* [How to complete this task]
Starting with the line that mentions "wooden palisade fence.", repeat each line verbatim until the entries end, both ends included.

* [Exercise data]
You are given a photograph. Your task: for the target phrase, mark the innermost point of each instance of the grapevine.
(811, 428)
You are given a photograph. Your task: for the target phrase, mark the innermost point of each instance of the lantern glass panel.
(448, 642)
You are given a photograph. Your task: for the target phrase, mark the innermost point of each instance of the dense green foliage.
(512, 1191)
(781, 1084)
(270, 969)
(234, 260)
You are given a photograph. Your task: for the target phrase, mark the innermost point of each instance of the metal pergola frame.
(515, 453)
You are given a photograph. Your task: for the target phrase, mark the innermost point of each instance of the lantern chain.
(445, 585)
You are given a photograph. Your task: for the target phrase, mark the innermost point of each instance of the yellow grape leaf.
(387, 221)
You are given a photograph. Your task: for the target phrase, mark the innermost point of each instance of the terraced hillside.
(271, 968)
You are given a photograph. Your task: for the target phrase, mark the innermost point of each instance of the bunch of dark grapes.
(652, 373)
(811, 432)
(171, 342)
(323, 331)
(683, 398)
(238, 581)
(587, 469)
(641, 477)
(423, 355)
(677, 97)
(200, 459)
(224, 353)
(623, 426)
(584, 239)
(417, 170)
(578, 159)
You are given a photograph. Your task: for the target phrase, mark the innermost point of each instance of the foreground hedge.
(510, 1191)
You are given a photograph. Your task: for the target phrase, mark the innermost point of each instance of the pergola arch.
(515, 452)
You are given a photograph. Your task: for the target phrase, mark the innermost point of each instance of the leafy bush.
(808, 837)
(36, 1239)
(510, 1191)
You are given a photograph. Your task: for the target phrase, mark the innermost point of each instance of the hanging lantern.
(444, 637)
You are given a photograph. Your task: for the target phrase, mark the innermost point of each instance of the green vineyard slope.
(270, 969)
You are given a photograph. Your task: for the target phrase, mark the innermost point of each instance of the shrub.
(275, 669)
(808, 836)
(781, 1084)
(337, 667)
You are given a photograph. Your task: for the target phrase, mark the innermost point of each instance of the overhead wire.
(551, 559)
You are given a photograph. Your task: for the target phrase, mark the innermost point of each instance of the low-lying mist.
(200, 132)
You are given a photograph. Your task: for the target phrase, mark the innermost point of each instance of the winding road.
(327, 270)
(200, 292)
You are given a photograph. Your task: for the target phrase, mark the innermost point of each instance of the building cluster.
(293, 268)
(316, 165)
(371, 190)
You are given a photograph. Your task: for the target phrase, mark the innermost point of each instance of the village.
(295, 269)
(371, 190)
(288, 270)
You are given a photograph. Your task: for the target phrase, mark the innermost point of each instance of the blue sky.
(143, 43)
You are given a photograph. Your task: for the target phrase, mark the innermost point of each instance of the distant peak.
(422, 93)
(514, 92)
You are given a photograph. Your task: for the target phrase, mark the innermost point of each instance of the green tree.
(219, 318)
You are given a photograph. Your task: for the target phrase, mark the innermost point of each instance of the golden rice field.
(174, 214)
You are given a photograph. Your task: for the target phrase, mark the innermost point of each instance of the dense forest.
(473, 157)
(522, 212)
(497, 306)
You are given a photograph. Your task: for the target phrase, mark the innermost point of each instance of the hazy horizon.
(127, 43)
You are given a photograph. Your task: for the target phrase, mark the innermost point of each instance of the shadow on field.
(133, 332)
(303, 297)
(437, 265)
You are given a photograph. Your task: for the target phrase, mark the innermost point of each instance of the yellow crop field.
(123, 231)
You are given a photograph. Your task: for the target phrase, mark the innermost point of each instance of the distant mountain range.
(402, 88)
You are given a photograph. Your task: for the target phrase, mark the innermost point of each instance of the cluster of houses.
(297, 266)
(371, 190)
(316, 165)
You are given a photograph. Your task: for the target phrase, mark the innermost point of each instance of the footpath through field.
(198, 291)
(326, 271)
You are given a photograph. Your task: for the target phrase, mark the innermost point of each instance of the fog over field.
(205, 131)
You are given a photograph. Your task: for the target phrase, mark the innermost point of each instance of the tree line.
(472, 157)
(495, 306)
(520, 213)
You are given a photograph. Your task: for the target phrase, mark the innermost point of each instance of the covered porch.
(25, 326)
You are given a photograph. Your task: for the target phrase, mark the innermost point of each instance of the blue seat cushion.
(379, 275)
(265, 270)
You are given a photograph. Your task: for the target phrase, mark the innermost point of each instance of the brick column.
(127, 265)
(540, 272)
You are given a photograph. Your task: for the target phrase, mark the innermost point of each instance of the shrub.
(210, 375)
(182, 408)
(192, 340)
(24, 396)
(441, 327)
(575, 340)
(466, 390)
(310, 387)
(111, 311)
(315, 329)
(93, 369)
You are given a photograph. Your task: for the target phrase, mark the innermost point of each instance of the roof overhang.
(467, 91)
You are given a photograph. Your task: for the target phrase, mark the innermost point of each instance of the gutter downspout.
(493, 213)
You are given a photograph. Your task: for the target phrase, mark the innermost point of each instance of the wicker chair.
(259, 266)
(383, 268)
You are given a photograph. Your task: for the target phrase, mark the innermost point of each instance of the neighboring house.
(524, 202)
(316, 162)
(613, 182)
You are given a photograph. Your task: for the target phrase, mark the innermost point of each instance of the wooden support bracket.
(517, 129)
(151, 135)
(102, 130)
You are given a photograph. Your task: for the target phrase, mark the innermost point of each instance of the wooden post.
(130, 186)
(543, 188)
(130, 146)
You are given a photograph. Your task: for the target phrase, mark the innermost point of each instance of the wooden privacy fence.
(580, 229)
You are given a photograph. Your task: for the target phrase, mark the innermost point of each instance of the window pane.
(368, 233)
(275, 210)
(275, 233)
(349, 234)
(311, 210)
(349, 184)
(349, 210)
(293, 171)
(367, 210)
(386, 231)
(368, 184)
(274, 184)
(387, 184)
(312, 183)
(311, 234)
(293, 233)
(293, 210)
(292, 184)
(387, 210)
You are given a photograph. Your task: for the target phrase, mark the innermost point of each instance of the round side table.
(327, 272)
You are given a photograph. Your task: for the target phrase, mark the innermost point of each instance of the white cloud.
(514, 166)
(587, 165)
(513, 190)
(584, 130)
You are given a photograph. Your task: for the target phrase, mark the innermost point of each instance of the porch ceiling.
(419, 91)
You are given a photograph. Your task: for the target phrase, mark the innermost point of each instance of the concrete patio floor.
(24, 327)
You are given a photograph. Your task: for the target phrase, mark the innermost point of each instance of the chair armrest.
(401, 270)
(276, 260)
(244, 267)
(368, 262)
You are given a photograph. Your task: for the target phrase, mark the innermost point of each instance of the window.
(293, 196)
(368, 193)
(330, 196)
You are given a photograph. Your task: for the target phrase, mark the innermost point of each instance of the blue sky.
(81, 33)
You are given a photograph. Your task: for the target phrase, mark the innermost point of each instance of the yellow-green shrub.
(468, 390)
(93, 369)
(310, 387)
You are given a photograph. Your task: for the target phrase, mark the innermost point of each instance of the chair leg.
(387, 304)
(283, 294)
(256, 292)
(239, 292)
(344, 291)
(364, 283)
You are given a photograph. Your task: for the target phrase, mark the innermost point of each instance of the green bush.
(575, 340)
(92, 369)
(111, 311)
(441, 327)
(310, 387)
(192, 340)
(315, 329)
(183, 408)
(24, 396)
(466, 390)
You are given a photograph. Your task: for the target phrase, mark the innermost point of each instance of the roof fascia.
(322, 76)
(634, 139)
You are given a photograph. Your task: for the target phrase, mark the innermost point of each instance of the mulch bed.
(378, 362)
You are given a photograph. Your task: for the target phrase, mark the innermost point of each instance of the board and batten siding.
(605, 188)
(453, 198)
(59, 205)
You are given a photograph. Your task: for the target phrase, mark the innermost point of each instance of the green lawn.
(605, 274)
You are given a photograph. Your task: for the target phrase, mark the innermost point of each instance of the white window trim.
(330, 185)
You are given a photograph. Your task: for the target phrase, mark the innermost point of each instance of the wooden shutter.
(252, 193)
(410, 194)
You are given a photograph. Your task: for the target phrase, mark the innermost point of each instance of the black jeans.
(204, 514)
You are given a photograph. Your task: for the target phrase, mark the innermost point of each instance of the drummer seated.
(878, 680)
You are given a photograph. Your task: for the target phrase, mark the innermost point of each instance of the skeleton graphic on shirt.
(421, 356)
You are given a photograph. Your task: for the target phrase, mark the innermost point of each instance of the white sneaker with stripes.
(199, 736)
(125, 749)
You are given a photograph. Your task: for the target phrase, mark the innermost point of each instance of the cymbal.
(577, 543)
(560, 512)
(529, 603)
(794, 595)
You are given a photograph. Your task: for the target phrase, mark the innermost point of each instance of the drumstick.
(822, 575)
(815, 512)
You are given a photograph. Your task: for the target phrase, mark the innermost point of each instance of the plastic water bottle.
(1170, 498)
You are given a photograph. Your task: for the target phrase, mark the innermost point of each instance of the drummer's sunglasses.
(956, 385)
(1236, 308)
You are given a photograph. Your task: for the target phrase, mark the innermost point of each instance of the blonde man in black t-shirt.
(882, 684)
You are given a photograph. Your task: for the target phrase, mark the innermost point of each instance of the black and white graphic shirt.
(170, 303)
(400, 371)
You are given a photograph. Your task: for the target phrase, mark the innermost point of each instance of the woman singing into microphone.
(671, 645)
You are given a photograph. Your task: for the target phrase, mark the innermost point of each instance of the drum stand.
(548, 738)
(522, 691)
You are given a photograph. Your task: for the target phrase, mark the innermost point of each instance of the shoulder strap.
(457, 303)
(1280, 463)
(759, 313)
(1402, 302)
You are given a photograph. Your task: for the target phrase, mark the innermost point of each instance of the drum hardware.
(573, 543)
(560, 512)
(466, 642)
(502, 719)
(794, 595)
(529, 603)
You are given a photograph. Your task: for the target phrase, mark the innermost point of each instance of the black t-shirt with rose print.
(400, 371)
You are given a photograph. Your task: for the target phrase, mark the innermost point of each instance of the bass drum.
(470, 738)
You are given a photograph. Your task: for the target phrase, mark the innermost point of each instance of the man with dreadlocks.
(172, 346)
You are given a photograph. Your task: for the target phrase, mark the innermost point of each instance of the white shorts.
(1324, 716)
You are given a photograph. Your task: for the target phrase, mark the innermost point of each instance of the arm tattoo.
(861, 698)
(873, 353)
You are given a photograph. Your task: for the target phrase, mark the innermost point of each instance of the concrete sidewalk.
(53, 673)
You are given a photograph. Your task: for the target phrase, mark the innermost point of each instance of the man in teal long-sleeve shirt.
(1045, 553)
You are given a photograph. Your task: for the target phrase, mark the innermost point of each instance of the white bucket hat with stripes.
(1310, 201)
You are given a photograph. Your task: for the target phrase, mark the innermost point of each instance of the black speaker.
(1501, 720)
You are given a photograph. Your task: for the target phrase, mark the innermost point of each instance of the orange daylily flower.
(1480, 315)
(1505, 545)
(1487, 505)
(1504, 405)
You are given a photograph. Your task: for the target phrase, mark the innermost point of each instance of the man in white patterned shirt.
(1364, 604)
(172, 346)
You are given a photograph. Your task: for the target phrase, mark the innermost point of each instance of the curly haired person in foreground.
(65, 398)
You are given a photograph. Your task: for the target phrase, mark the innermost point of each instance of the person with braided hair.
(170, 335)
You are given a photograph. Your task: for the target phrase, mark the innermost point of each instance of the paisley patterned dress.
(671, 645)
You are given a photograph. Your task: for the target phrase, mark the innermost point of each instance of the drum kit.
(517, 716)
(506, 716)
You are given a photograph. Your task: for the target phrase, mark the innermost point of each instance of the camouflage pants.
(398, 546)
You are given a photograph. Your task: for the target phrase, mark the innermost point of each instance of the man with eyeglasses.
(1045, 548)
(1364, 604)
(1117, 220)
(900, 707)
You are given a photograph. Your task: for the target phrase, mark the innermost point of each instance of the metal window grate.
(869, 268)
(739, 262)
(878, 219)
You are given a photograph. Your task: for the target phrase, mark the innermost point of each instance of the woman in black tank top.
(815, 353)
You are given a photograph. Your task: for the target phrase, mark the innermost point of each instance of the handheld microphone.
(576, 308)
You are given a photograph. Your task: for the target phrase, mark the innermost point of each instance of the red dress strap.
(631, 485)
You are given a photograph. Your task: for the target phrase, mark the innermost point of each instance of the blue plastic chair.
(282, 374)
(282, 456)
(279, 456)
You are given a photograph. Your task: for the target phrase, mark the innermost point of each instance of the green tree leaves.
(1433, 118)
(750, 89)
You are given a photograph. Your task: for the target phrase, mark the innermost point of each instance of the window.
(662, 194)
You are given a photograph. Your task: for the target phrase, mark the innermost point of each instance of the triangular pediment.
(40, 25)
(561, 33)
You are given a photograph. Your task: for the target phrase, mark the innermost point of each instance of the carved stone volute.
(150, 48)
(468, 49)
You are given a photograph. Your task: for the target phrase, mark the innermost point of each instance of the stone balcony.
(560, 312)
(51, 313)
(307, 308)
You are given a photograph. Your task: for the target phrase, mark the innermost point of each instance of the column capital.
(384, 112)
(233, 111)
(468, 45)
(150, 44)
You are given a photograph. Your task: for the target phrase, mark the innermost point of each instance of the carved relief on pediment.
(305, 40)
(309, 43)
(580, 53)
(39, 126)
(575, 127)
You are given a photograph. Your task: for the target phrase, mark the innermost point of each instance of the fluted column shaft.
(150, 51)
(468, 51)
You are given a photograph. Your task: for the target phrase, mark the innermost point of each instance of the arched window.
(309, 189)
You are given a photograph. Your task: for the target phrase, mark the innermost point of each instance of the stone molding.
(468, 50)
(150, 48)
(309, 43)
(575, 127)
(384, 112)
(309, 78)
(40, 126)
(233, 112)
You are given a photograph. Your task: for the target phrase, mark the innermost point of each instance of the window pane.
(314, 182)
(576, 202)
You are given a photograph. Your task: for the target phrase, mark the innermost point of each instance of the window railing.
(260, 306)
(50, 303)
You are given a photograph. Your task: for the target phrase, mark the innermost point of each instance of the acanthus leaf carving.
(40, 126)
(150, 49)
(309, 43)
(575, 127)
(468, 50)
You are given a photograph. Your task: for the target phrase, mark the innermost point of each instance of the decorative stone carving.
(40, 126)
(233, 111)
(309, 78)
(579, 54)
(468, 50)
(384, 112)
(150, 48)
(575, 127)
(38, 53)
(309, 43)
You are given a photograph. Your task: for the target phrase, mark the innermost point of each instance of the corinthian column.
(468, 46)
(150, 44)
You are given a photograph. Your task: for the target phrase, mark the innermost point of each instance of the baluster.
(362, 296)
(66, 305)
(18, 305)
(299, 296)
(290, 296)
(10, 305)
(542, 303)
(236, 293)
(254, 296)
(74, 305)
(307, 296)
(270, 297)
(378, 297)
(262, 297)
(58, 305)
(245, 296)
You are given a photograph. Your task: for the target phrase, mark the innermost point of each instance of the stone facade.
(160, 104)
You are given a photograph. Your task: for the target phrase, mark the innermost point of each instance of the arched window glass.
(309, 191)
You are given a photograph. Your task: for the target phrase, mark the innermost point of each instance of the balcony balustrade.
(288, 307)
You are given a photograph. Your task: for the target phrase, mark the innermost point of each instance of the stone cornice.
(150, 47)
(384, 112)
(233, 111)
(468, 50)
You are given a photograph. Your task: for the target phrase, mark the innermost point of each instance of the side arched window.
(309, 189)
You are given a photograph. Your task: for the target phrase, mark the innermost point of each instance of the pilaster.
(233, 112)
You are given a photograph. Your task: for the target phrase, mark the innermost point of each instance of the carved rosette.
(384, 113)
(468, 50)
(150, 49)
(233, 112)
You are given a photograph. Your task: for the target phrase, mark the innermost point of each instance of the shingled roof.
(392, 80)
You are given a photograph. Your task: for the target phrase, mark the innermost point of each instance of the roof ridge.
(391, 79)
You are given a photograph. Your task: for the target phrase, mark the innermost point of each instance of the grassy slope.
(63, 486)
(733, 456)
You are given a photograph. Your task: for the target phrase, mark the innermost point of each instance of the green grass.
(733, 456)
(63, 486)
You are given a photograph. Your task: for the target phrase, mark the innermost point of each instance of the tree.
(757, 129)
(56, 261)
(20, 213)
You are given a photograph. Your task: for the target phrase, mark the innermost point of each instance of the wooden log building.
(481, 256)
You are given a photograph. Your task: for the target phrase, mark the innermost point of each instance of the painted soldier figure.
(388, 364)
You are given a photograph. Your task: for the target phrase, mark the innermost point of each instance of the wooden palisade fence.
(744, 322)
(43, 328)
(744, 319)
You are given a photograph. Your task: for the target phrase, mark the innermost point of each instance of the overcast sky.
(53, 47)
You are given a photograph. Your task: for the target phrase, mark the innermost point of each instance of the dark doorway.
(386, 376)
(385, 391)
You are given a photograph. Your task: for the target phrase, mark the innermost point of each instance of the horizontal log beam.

* [Expected answer]
You are given a photograph. Your task: for the target phrase, mark the innermost point of each instance of the wooden palisade fence.
(744, 322)
(43, 328)
(744, 319)
You are given a photograph. Your task: for the target phrase, mark the innermost point of each instance of the overcast sky.
(53, 47)
You are given a photograph. Your task: for the target phrase, mark the innermost point of each instance of the dark doorway.
(386, 376)
(385, 391)
You are given a photograph. Your task: for the target phrase, mark the innermost point of each instance of the horizontal log beam.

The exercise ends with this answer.